» Records of labeled points:
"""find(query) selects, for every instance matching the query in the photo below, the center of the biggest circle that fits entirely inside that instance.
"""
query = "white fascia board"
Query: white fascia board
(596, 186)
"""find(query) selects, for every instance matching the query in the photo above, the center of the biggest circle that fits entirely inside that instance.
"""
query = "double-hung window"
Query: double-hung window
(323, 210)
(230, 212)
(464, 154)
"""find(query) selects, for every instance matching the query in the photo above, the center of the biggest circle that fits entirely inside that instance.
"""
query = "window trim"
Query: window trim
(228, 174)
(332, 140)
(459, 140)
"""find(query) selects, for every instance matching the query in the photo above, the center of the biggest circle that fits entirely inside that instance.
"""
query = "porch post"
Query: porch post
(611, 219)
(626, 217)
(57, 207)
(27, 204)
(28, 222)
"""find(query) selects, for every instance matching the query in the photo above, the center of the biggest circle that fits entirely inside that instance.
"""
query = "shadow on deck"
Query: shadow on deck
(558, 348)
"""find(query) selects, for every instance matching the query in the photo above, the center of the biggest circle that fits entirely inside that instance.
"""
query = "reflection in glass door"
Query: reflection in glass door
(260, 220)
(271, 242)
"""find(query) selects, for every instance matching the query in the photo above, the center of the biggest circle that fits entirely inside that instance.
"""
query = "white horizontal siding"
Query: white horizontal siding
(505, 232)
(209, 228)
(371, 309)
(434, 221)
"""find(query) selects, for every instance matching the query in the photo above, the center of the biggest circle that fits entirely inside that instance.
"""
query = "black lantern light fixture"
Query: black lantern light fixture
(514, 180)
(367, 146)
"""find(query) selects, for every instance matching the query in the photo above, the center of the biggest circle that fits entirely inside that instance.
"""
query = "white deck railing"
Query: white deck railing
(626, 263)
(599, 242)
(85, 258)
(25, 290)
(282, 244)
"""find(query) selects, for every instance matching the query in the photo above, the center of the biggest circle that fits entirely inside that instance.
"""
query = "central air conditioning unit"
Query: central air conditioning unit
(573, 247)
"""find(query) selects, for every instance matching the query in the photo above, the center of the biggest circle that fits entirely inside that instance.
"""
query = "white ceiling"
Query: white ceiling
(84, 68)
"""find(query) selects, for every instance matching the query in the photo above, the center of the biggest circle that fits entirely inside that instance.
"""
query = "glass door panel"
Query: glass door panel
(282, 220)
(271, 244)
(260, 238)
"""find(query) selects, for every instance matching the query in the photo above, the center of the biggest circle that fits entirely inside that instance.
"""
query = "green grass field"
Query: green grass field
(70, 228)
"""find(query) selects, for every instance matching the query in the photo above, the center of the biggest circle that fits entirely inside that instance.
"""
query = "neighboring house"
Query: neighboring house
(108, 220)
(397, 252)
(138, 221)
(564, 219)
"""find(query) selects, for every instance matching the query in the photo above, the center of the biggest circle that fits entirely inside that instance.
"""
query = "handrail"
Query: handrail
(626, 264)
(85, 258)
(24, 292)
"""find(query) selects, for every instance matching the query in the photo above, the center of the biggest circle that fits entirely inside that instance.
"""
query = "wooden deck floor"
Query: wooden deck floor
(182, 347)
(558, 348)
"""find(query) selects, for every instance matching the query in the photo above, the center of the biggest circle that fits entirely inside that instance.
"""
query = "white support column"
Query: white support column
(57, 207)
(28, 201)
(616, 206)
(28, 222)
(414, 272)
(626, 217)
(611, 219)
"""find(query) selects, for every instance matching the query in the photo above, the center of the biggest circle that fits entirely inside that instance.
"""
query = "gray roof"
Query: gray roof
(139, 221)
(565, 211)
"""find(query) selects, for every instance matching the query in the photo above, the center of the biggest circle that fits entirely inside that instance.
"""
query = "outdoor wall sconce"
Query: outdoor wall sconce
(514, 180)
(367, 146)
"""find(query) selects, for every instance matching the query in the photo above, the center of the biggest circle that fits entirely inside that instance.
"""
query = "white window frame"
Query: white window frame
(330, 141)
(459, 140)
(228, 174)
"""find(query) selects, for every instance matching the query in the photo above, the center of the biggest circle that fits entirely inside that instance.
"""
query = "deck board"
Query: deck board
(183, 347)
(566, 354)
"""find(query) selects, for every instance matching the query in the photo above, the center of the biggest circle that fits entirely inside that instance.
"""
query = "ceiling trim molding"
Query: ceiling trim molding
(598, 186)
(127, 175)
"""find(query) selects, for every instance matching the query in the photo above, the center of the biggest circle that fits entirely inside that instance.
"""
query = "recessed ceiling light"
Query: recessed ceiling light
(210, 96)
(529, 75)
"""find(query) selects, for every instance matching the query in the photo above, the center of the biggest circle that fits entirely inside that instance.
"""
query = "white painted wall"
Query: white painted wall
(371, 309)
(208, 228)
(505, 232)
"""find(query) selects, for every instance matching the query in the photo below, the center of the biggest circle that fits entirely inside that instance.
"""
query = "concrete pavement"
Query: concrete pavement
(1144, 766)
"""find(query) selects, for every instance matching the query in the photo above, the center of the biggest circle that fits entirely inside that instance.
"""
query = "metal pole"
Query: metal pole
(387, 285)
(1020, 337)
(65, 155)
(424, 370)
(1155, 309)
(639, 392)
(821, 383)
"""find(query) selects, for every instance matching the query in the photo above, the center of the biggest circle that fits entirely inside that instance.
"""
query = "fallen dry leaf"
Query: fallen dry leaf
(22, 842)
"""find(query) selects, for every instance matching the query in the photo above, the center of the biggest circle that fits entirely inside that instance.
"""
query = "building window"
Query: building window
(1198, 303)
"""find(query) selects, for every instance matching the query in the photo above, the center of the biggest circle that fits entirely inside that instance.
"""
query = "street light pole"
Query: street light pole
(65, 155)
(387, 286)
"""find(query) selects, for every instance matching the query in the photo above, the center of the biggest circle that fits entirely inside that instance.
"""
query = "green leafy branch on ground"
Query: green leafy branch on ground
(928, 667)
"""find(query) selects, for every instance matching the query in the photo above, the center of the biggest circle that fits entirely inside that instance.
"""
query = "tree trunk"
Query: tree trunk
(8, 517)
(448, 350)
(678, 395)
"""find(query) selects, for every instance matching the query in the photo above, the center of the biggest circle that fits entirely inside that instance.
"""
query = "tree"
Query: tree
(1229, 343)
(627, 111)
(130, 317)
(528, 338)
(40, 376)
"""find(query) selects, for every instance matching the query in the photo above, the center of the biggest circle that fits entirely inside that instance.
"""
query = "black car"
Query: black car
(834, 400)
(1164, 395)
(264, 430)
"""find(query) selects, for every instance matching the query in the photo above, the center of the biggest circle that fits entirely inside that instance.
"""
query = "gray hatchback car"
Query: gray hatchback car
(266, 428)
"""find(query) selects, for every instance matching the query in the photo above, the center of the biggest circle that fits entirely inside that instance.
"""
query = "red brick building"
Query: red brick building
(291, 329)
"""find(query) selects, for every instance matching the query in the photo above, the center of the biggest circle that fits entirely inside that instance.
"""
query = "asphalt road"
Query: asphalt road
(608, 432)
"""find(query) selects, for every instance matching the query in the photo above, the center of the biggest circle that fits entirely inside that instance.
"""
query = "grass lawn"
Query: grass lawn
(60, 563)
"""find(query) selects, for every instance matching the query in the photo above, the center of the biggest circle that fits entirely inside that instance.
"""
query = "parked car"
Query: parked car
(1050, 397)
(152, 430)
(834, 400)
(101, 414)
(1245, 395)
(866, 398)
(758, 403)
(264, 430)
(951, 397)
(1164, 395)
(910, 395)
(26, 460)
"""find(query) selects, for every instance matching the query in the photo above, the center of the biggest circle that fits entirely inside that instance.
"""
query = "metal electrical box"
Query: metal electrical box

» Short task:
Give back each line above precisely as it stands.

» Finished exercise:
"""find(query) selects, for every instance matching the query in the photo below, the center of the biggest circle that fits entirely inside that instance.
"""
query = "white fascia board"
Query: white fascia board
(596, 186)
"""find(query) selects, for every instance matching the query in the photo above, the center of the biggest circle that fits entirely inside that instance.
"""
query = "double-hung window"
Query: double-hung window
(323, 210)
(230, 212)
(464, 154)
"""find(query) selects, for every instance matching the query in the photo above, the center of the biggest circle that fits entirely inside that instance.
"""
query = "window trim"
Query: window trim
(228, 174)
(332, 140)
(459, 140)
"""find(query) selects, for every instance matching the query in the photo above, the center of the biggest circle that fits entirely inside that instance.
"""
query = "porch post"
Query: porch post
(611, 219)
(626, 217)
(57, 207)
(27, 204)
(28, 222)
"""find(query) selects, for every instance matching the query in the photo above, the center of the biggest circle that fits entirely inside that instance.
"""
query = "shadow on deck"
Query: shadow on deck
(558, 348)
"""find(query) selects, for every instance matching the query in the photo above, the center of the biggest circle that fits entirely inside that instance.
"""
query = "reflection in glass door"
Query: reflection in glass door
(260, 220)
(271, 242)
"""find(query) selects, for every instance matching the query in the photo above, the center of the biggest circle that fits entirely inside that instance.
"""
query = "white horizontal siding"
Query: white horizontal siding
(505, 232)
(209, 228)
(371, 309)
(434, 221)
"""find(query) selects, for every instance matching the query in the photo above, the center of the biggest circle that fits entirely inside that instance.
"""
query = "black lantern light fixture"
Query: black lantern light fixture
(514, 180)
(367, 146)
"""find(query) selects, for every instance matching the query in the photo above, the center of the biggest circle that fits entirely inside that instance.
"""
query = "white deck railing"
Query: white deck railing
(626, 263)
(599, 242)
(85, 258)
(25, 290)
(282, 244)
"""find(query) selects, for every instance matching the query in the photo above, the center of the biggest circle that fits entirely inside that instance.
"""
query = "central air conditioning unit"
Query: central air conditioning unit
(573, 247)
"""find(query) selects, for every instance matching the query in the photo above, the center of the biggest circle that fits entirely inside that instance.
"""
query = "white ceiling"
Query: white ceiling
(84, 68)
"""find(query) selects, for every instance matching the query in the photo above, the center of the biggest circle that fits entirely inside that instance.
"""
query = "glass door panel"
Query: glass door panel
(282, 220)
(271, 244)
(260, 238)
"""find(query) selects, for every instance matching the query in the photo above, the center of the biggest circle that fits entirely inside that instance.
"""
query = "green grass field"
Query: green grass field
(70, 228)
"""find(query) selects, for every instance matching the query in the photo above, the center of the biggest circle that fits entirely inside that instance.
"""
query = "neighboring house"
Query: neighboring house
(108, 220)
(397, 252)
(138, 221)
(564, 219)
"""find(query) selects, for every instance matching the query in the photo above, the center of the biggest circle that fits entirely inside that instance.
"""
query = "handrail"
Query: handrail
(626, 264)
(85, 258)
(24, 292)
"""find(query) selects, for every instance matching the query in the photo above, the center of the biggest circle that fits entirely inside that instance.
"""
query = "wooden deck floor"
Query: wooden deck floor
(182, 347)
(558, 348)
"""find(query) selects, for every instance matching the query in the photo above, the center of the biggest circle that fits entirely inside that instance.
"""
query = "white support column"
Query: white support column
(57, 207)
(28, 201)
(616, 206)
(28, 222)
(414, 272)
(626, 217)
(611, 219)
"""find(query) selects, for every instance matching the query in the photo above, the center of the biggest circle that fits entirely inside that instance.
"""
query = "gray roof"
Query: gray roof
(139, 221)
(565, 211)
"""find(query) selects, for every instance matching the query in the photo above, the center of the biggest circle that fits entirely inside that instance.
"""
query = "outdoor wall sconce"
Query: outdoor wall sconce
(514, 180)
(367, 146)
"""find(query) selects, for every instance matching the query in the photo above, the center of the biggest circle that fits entirely inside that instance.
"""
query = "white window frame"
Query: white window frame
(330, 141)
(459, 140)
(228, 174)
"""find(query) selects, for every instance matching the query in the photo above, the center of the biggest circle that fits entirely inside that instance.
"""
query = "deck board"
Query: deck board
(183, 347)
(566, 354)
"""find(query) selects, for every instance matching the query in the photo above, the center of the biggest circle that fits entirely inside that instance.
"""
query = "ceiling trim molding"
Query: ceiling trim molding
(598, 186)
(127, 175)
"""find(query) selects, for every instance matching the query in the photo above, the center of the biggest circle that fits entirely inside that instance.
"""
query = "recessed ceiling light"
Query: recessed ceiling light
(210, 96)
(529, 75)
"""find(query) selects, for every instance matching the query in the photo above, the center of the biggest circle that fits entirely inside that instance.
"""
query = "white painted wall"
Query: white painted wall
(371, 309)
(208, 228)
(505, 232)
"""find(query) selects, for every instance matching the query in the photo below, the center of the biggest circle that fits entirely inside that instance.
"""
query = "concrete pavement"
Query: concrete pavement
(1144, 766)
"""find(query) selects, for every instance matching the query in the photo above, the center of the biggest circle that fits entirely inside that instance.
"""
query = "metal pole"
Query: metal pole
(387, 285)
(1020, 337)
(65, 155)
(424, 370)
(1155, 309)
(639, 392)
(821, 383)
"""find(query) selects, for every instance matching the query in the photo above, the center of the biggest circle that fits entirely inside that instance.
"""
query = "fallen dry leaf"
Query: fallen dry leaf
(22, 842)
"""find(query) selects, for every instance matching the query in the photo above, the center of the biggest circle that fits entirely inside that instance.
"""
query = "building window"
Query: building window
(1198, 303)
"""find(query) selects, for every instance matching the query in the photo above, the center of the biggest circle that fits entirely inside that instance.
"""
query = "street light pole"
Query: street light pole
(65, 155)
(387, 286)
"""find(query) selects, for every instance matching the query in the photo above, the center of the biggest circle that fits entirely inside that instance.
"""
query = "green leafy branch on ground"
Query: green leafy branch on ground
(928, 667)
"""find(query) selects, for every instance matching the query in the photo above, the center of the biggest circle that fits entirely inside that instance.
"""
query = "tree trunk"
Query: tree trunk
(8, 517)
(448, 350)
(678, 395)
"""find(query) selects, for every instance matching the query in the photo above, the center of the biggest circle that fits entirely inside that instance.
"""
query = "tree"
Query: tree
(1229, 343)
(627, 111)
(130, 317)
(528, 338)
(40, 376)
"""find(query) selects, for every instance matching the query in the photo above, the center of the biggest circle that fits entirely inside that instance.
"""
query = "black car"
Query: black car
(834, 400)
(1164, 395)
(264, 430)
"""find(query) selects, for every instance matching the query in the photo above, the center of the biggest circle that fits entirely inside that instance.
"""
query = "gray hatchback car"
Query: gray hatchback car
(266, 428)
"""find(query) selects, for every instance matching the query in the photo above, the center of the biggest circle that fits entirely inside that instance.
"""
query = "red brick building"
Query: red brick building
(291, 329)
"""find(query) selects, for every instance matching the query in the photo above, the center of the biggest circle that fits entirely inside that instance.
"""
query = "asphalt road"
Query: asphalt road
(608, 432)
"""find(query) selects, for every instance matching the query in the photo above, the center of the biggest circle that fits entirely inside that instance.
"""
query = "grass lawn"
Query: grass lawn
(60, 563)
"""find(query) selects, for every instance matching the query in the photo above, the center of the biggest circle that fits entirely inside that instance.
"""
query = "parked car"
Query: parked car
(1050, 397)
(152, 430)
(834, 400)
(101, 414)
(1245, 395)
(866, 398)
(758, 403)
(264, 430)
(951, 397)
(1164, 395)
(910, 395)
(26, 460)
"""find(query) selects, for every instance matching the query in the photo above, the center of the biggest circle that fits entirely inside that instance.
"""
query = "metal electrical box"
Query: metal electrical box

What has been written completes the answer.